# Studio Fix(Powder) or Studio Tech?



## aroseisarose (Apr 22, 2009)

Which out of the two is best for oily skin? is more matte? better in general? in your opinion. Let me know.


--{--@


----------



## mizuki~ (Apr 22, 2009)

I have both and I have oily skin too. I would say Studio Fix powder


----------



## ClaireAvril (Apr 22, 2009)

hmmm... this is a hard one because I love both of these.. I say studio tech.
i have combo skin - I put studio tech on first then pat on some studio fix on top.


----------



## anita22 (Apr 22, 2009)

Whether one is "better" than another really depends on your criteria!

Studio Fix (powder) is great for oily skin. Because it's a powder, it's very absorbent. It has great staying power and buildable coverage. It's very fast to apply (just brush it on with a big brush and you're good to go). Cons for me are that I sometimes find it a little too powdery even though my skin is extremely oily. I tend to use it as a finishing powder over, e.g. Studio Fix Fluid, when I want to be very matte and polished.

Studio Tech is a somewhat creamy foundation, if you have oily skin then you may find it gets oily quickly. It has a very nice soft finish to it, good coverage, which can be sheered out by spritzing Fix+ onto your brush. Cons: The staying power is not as good; if you have oily skin it probably won't wear as long as Studio Fix. Also you go through this stuff really fast!

I hope that helps... personally I have both, but then I like to switch my foundations depending on mood / occasion, so yeah! They're both good, it just depends what you're looking for really.


----------



## hawaii02 (Apr 22, 2009)

I have worn both. Preferably, I like the powder formula better and it's what I stick to.


----------



## Dreamergirl3 (Apr 22, 2009)

Can Studio Fix powder be applied sheerly? Or is it more of a full coverage powder foundation?

Also, how badly does Studio Fix powder oxidize on oily skin?

thanks in advance!


----------



## vocaltest (Apr 22, 2009)

Honestly? Neither. My skin is excessively oily... when I say excessively, I mean my skin will be shiny within an hour of putting on makeup (and its not even hot here), and my foundation will crack around my nose after this time too. All MAC foundations have done this to me, and I thought it was just no foundation would/could ever work for me.. until I tried Chanel Mat Lumiere. Posters on here are prob sick of me guffing on about how amazing this foundation is... but imo theres nothing quite like it for oily skin. A good cheap alternative is Revlon's Custom Creations, better than colourstay imo.

=====

__Your task__
Write out the passage of the Studio Fix and Studio Tech thread that starts with "Studio Fix (powder)" and ends with "matte and polished.", word for word. The data after this thread isn't needed.

=====

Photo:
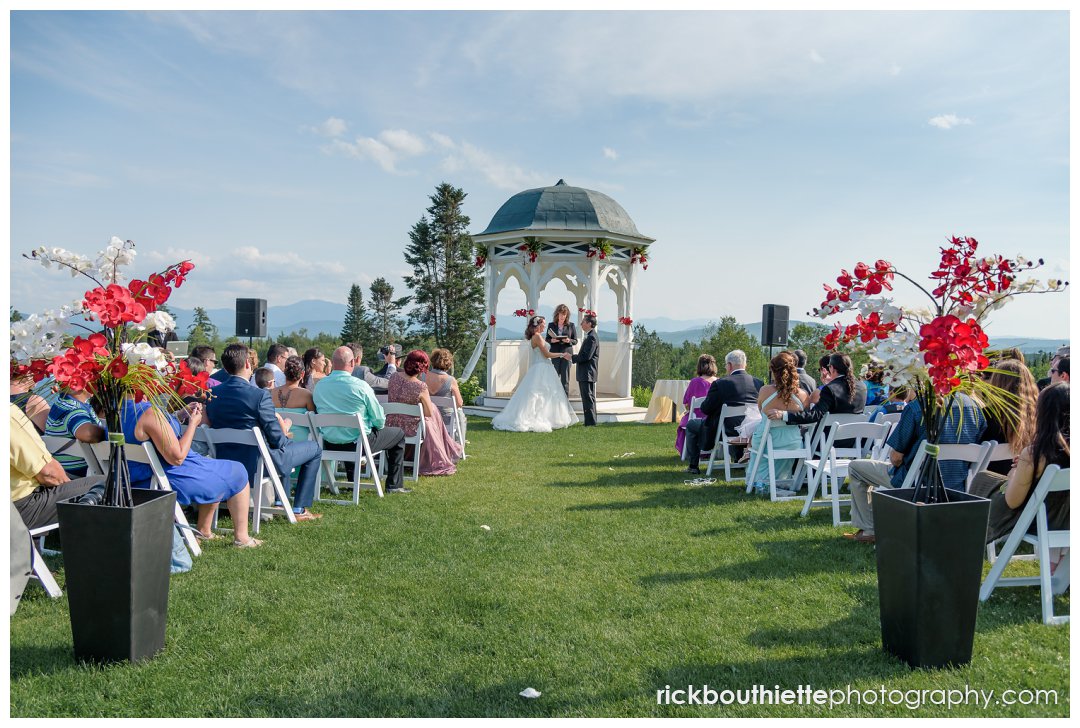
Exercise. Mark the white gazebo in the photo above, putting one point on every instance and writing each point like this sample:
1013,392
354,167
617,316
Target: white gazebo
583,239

=====

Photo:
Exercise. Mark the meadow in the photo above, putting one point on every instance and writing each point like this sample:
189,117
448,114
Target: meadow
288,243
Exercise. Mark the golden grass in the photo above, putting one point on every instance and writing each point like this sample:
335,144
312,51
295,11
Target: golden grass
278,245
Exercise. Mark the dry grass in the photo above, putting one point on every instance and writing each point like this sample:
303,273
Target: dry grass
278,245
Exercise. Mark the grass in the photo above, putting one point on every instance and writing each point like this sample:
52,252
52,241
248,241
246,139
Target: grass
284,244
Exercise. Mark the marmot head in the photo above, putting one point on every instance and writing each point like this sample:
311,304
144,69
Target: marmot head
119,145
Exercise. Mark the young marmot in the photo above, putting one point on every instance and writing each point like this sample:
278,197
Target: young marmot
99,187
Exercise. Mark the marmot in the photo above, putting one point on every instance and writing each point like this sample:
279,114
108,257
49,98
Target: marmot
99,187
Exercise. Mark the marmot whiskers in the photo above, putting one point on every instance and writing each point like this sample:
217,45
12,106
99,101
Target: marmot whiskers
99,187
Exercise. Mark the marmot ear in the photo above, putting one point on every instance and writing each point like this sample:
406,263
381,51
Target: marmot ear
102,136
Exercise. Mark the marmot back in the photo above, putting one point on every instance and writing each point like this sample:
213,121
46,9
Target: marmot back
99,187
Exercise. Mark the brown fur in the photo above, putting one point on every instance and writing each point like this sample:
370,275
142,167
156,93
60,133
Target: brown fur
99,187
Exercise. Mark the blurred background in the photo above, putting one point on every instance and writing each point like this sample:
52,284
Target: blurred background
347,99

=====

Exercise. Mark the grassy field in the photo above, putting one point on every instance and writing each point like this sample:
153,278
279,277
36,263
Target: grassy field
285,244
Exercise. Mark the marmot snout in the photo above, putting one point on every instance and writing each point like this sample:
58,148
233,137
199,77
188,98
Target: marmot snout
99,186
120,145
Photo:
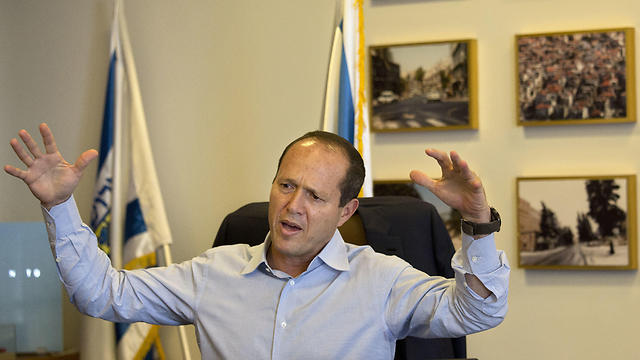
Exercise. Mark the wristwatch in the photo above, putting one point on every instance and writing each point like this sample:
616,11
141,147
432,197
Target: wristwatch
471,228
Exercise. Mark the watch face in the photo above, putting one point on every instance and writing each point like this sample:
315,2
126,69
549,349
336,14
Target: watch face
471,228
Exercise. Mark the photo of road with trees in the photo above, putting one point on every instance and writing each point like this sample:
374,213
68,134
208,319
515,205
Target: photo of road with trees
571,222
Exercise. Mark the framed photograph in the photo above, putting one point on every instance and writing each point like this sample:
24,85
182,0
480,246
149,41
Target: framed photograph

=====

__Task solution__
Studio Fix (powder) is great for oily skin. Because it's a powder, it's very absorbent. It has great staying power and buildable coverage. It's very fast to apply (just brush it on with a big brush and you're good to go). Cons for me are that I sometimes find it a little too powdery even though my skin is extremely oily. I tend to use it as a finishing powder over, e.g. Studio Fix Fluid, when I want to be very matte and polished.